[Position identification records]
►

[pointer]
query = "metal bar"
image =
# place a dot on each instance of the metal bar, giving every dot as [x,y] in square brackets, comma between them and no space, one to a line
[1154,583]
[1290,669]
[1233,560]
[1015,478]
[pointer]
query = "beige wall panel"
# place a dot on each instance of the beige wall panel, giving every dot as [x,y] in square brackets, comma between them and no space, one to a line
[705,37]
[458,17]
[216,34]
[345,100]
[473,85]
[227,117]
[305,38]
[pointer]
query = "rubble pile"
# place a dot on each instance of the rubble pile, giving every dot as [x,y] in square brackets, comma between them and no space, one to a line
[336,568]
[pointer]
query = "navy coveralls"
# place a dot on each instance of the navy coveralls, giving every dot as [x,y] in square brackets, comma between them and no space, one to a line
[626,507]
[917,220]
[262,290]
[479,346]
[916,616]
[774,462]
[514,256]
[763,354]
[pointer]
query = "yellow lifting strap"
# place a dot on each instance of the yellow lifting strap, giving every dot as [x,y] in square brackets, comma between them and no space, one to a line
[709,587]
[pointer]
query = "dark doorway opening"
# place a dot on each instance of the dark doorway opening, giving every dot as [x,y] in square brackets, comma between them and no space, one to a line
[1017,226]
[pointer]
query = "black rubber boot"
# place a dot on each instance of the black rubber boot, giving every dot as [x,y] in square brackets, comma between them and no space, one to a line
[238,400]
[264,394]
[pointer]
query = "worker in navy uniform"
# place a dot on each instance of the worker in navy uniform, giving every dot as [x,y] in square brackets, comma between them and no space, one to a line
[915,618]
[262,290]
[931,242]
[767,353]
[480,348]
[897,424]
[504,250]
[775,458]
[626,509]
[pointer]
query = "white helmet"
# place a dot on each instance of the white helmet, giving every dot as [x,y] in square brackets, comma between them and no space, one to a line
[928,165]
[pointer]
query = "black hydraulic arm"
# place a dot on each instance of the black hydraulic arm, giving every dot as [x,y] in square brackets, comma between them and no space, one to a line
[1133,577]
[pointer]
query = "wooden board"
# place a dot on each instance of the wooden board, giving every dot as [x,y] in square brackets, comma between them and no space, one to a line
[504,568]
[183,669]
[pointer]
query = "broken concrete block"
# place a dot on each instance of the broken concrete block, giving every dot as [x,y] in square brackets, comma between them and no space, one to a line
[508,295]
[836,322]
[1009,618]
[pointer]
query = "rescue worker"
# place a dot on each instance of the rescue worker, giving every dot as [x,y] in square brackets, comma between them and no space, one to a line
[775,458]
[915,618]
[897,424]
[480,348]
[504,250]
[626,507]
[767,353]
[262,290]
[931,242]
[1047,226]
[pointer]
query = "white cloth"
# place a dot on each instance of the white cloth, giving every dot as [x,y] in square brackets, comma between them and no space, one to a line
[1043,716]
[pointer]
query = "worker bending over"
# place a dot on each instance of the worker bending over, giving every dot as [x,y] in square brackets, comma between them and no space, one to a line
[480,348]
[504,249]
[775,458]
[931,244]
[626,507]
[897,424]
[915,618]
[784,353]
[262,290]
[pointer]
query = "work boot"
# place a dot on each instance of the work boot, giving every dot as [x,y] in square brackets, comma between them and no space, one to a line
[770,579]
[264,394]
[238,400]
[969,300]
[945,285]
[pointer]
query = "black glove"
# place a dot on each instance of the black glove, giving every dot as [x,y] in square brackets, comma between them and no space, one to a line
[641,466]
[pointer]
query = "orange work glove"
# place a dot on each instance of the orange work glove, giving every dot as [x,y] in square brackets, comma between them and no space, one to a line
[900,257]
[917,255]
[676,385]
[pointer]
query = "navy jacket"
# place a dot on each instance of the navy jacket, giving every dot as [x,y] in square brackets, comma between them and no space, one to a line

◄

▸ **EXERCISE TASK**
Output the full listing without altering anything.

▸ **WRITTEN ANSWER**
[pointer]
query = "metal bar"
image =
# place a dot on each instance of the metal bar, giving every dot as [x,y] in square brackets, comma between them and no space, one to a line
[1154,583]
[1290,669]
[1233,560]
[1015,478]
[pointer]
query = "beige wall panel"
# place a dot on each instance of the beige wall panel, giving every dot as [x,y] in square brackets, comma between them and no space, one to a line
[705,37]
[458,17]
[216,34]
[345,100]
[473,85]
[227,117]
[305,38]
[pointer]
query = "rubble pile"
# place a dot on each instance of the rubble pile, giving every dot as [x,y] in square brackets, comma between them and no space, one to a line
[336,568]
[pointer]
query = "navy coveralls"
# place a dot on each instance of the navy coveralls, giving every dot as [x,y] in square brackets, comma between them and no space, one to a line
[626,507]
[917,220]
[262,290]
[479,346]
[916,616]
[774,462]
[514,256]
[763,354]
[pointer]
query = "yellow lifting strap"
# place a dot on each instance of the yellow lifting strap, giving every dot as [x,y] in square brackets, comma between them and no space, one to a line
[709,587]
[pointer]
query = "dark doorway opening"
# place a dot on each instance of the dark doorway opening, giving every dot as [x,y] in square brackets, comma between them and no space, one to a line
[1017,226]
[pointer]
query = "black rubber boot"
# place a dot on each instance of the black rubber boot, giving every dot as [x,y] in square brackets, comma between them and no space, one to a line
[238,400]
[264,394]
[pointer]
query = "worker in navy uniform"
# place a dot on each instance of the worker in navy uniform, giving every dot as [x,y] in square brackets, comma between them and no space, one to a line
[915,618]
[262,290]
[931,242]
[767,353]
[480,348]
[897,424]
[504,250]
[775,458]
[626,509]
[pointer]
query = "white helmet"
# place a dot on each instance of the white helmet, giving every dot as [x,y] in square brackets, comma between them and no space, one to a line
[928,165]
[pointer]
query = "black hydraulic arm"
# place a dot on each instance of the black hydraulic arm, giving every dot as [x,y] in square brackets, comma between them and no space, one to a line
[1133,577]
[pointer]
query = "wooden board"
# place a dot on each instance of the wooden board, giving every dot as [x,y] in square brackets, comma between them and no space, one to a line
[504,568]
[183,669]
[pointer]
query = "broken concrete block"
# place a dot on each instance of the broken concrete block, giving every dot as [x,y] in square brackets, comma between them and no space, one to a line
[508,295]
[836,322]
[1009,618]
[pointer]
query = "rescue worker"
# place a dot on each instance of the rescue worker, giving every dot as [x,y] in square brackets, comma between them and no space, one to a line
[775,458]
[915,618]
[897,424]
[480,348]
[504,250]
[626,507]
[767,353]
[262,290]
[931,242]
[1047,226]
[pointer]
query = "white cloth"
# place a dot on each instance of the white cloth, giving every dot as [x,y] in square brackets, comma between them and no space, one to a line
[1043,716]
[pointer]
query = "worker bending over"
# place a dot on each instance of the worker bending over, giving every dot as [x,y] in square brackets, comma between them and no space, one to a line
[480,348]
[504,249]
[775,458]
[931,244]
[626,507]
[897,424]
[915,618]
[784,353]
[262,290]
[pointer]
query = "work boot"
# place a dot on each instance of the work boot, giving every dot as [x,y] in square brackets, comma between them and no space, one to a line
[770,579]
[264,394]
[238,400]
[969,300]
[945,285]
[pointer]
query = "black glove"
# place a dot on each instance of the black glove, giving every dot as [x,y] in square brackets, comma between them and no space, one to a line
[641,466]
[pointer]
query = "orange work glove"
# place a dot on each instance of the orange work glove, giving every dot as [x,y] in square brackets, comma between them and no space, one to a line
[900,257]
[917,255]
[676,385]
[pointer]
query = "navy jacket"
# place a dot on each instance of the navy jacket, giving every dot as [x,y] in square brackets, comma between them and no space, one to a line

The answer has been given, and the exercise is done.